EXERCISE REQUIREMENTS: Search term "purple": copy each line of the data containing it.
** MATERIAL FOR THIS EXERCISE follows **
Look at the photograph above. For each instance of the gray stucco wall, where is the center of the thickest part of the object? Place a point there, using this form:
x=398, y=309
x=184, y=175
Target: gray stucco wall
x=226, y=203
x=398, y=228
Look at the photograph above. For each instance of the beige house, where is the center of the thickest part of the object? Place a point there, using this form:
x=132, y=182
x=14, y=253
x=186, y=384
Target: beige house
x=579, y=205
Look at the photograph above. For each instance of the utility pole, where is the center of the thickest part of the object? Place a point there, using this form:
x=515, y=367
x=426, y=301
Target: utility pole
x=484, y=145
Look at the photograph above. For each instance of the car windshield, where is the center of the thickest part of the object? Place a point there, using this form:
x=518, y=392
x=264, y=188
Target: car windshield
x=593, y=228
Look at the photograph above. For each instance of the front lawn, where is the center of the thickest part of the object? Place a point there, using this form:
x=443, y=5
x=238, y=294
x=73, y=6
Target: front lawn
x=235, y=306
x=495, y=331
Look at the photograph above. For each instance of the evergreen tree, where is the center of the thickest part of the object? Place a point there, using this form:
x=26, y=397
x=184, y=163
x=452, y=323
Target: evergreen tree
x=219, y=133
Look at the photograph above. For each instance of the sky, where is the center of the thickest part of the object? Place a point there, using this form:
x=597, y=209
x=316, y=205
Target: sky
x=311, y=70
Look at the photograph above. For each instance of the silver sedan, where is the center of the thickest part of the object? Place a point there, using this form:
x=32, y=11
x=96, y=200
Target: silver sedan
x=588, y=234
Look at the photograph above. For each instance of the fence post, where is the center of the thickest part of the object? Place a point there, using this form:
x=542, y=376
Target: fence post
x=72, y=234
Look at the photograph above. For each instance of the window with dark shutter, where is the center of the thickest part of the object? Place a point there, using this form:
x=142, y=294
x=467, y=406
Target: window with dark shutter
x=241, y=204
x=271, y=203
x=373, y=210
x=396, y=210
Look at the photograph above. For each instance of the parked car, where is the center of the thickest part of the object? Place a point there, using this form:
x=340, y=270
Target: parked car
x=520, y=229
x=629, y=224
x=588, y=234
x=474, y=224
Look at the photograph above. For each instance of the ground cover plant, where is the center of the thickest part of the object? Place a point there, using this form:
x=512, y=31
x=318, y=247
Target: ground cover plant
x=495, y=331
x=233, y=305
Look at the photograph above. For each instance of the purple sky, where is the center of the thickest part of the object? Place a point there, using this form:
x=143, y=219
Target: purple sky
** End of MATERIAL FOR THIS EXERCISE **
EXERCISE OUTPUT:
Look at the photograph above. For each instance of the purple sky, where is the center of the thickest part of the object? Place a point there, using this form:
Target: purple sky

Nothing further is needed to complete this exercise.